:: Teks Bacaan ::
■ ■ ■ ■ ■ ■ ■
I.
A. Biografi
Sayyidah Ṣofiyah
Sayyidah Ṣofiyah adalah putri dari Huyai bin Ahkṭab
bin Sa'ayah bin Taghlab bin ‘Amir bin ‘Ubaid bin Ka'ab bin Khazraj bin Habib
bin Nadhir bin Yanhum. Ayah beliau adalah pemimpin bani Nadlir dari bangsa
yahudi dalam perang Khaibar yang berasal dari kabilah Lawai bin Ya'qub ‘Alaihis-Salam,
dari keturunan nabi Harun bin Imran, saudara Nabi Musa.[1]
Ibunya adalah Barrah bin Samwal, saudara Rifa'ah bin Samwal Al-Qorodhi. Sayyidah Ṣofiyah adalah
satu-satunysa istri Rasulullah saw yang tidak berasal dari ‘Arab, akan tetapi
ia berasal dari Bani Israel, yaitu dari Bani Naḍir. Ia termasuk wanita
tercantik di dunia. Dahulunya ia adalah seorang tawanan (budak) Nabi shallahu
‘alaihi wa sallam kemudian Nabi shallahu ‘alaihi wa sallam
memerdekakannya dan menjadikan pembebasannya sebagai maharnya.[2]
B. Kepribadian sayyidah
Ṣofiyah
Sayyidah
Sofiah adalah wanita cerdas, mulia, ‘arif, bijaksana, sangat penyabar, sangat
dermawan, ahli ‘ibadah yang bertaqwa, sangat mencintai putri-putri Rasulullah
saw.
Di
antara bukti-bukti dari kepribadian sayyidah Ṣofiyah r.a., adalah sebagai
berikut:
- Dalam hal kecerdasan, ia adalah wanita yang berpengetahuan luas, hafal kitab suci al-Qur’an, dan banyak meriwayatkan hadith-hadith Rasulullah saw. Semua riwayat beliau termaktub atau terkumpul dalam kutub al-Sittah.
- Dalam hal kemuliaan, ia adalah keturunan nabi yaitu kakeknya adalah Harun ‘Alaihis-Salam, pamannya dari jalur ayah adalah nabi, yaitu nabi Musa ‘Alaihis-Salam, karena sayyidah Ṣofiyah selalu menjaga hubungan baik dengan kaum yahudi, berkat beliau Allah memberikan hidayah kepada kaum yahudi untuk masuk Islam setelah terjadi perang Khaibar.
■ ■ ■ ■ ■ ■ ■
:: Entri yang Ditampilkan ::
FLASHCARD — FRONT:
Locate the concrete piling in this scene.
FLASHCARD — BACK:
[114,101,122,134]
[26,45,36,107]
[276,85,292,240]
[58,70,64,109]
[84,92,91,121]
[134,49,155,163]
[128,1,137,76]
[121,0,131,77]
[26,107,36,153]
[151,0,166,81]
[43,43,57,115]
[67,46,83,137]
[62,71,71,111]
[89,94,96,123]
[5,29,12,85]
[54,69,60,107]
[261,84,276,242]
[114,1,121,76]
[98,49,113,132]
■ ■ ■ ■ ■ ■ ■
:: Soal Latihan ::
1. Kutip secara persis bagian teks biografi Sayyidah Ṣofiyah yang diawali "- Dalam hal kemuliaan, ia" dan berlanjut sampai "terjadi perang Khaibar.".
2. Tuliskan lanjutan teks biografi Sayyidah Ṣofiyah, dimulai setelah kalimat terakhir yang tercantum.

:: Jawaban Tiap Tugas ::
1.
- Dalam hal kemuliaan, ia adalah keturunan nabi yaitu kakeknya adalah Harun ‘Alaihis-Salam, pamannya dari jalur ayah adalah nabi, yaitu nabi Musa ‘Alaihis-Salam, karena sayyidah Ṣofiyah selalu menjaga hubungan baik dengan kaum yahudi, berkat beliau Allah memberikan hidayah kepada kaum yahudi untuk masuk Islam setelah terjadi perang Khaibar.

2.
- Dalam hal kearifan dan kebijaksanaan, dalam ketaqwaan dan keṭaatan pada agama sekaligus menunjukkan kecerdasannya adalah suatu ketika di masa khalifah Umar bin Khaṭṭab, budak perempuannya melaporkan kepada Umar, bahwa Ṣofiyah masih senang pada hari sabtu (hari raya Yahudi) serta masih suka berhubungan dengan orang Yahudi. Khalifah Umar bin Khaṭṭab mengirim utusan untuk bertanya kepadanya. Berkatalah Ṣofiyah: “Adapun mengenai hari sabtu, aku tidak senang lagi setelah Allah swt menggantiku dengan hari jum’at”. Aku masih berhubungan dengan orang Yahudi, karena aku masih mempunyai hubungan kerabat dengan mereka, aku sambung tali kekerabatan itu. Lalu ia bertanya kepada budaknya: “ Wahai jariyah, apa yang membuatmu melakukan hal ini?”, budaknya menjawab: “Shaiṭanlah yang menjadikan aku melakukan ini. Setelah itu, sayyidah Ṣofiyah berkata: “Pergilah, sesungguhnya engkau merdeka”.
- Dalam hal dermawan, rumah yang ia miliki, ia sedekahkan karena untuk mencari keriḍaan Allah swt dan Rasul-Nya, sayyidah Fatimah r.a. pernah diberinya hadiah perhiasan dan emas yang ia pakai, sebagaimana sebagian perhiasannya juga ia hadiahkan kepada istri-istri Rasulullah SAW yang lain. Ia juga dermawan kepada siapapun.
- Bukti bahwa Ummul Mukminin Ṣofiyah sangat penyabar adalah suatu kali ia mendengar sayyidah Ḥafṣah menyebutnya “Putri Yahudi”, Ia hanya menangis. Ketika Rasulullah saw masuk ketempat Ṣofiyah dan mendapatinya sedang menangis, bertanyalah Rasulullah saw: “Apakah gerangan yang menjadikan engkau menangis wahai Ṣofiyah ?, Ṣofiyah berkata, ‘Ḥafṣah berkata kepadaku bahwa aku putri orang yahudi. ‘Lalu Rasulullah saw bersabda dengan tujuan menghibur, ‘Bukankah engkau keturunan nabi, yaitu kakekmu adalah Harun ‘Alaihis-Salam, pamanmu dari jalur ayah adalah nabi, dan engkau menjadi istri nabi. Apa alasan Ḥafṣah berbangga diri atas engkau ?, ‘Rasulullah saw bersabda lagi, ‘Bertaqwalah kepada Allah, engkau wahai Ḥafṣah’
C. Pernikahan
Rasulullah saw dengan sayyidah Ṣafiyah r.a.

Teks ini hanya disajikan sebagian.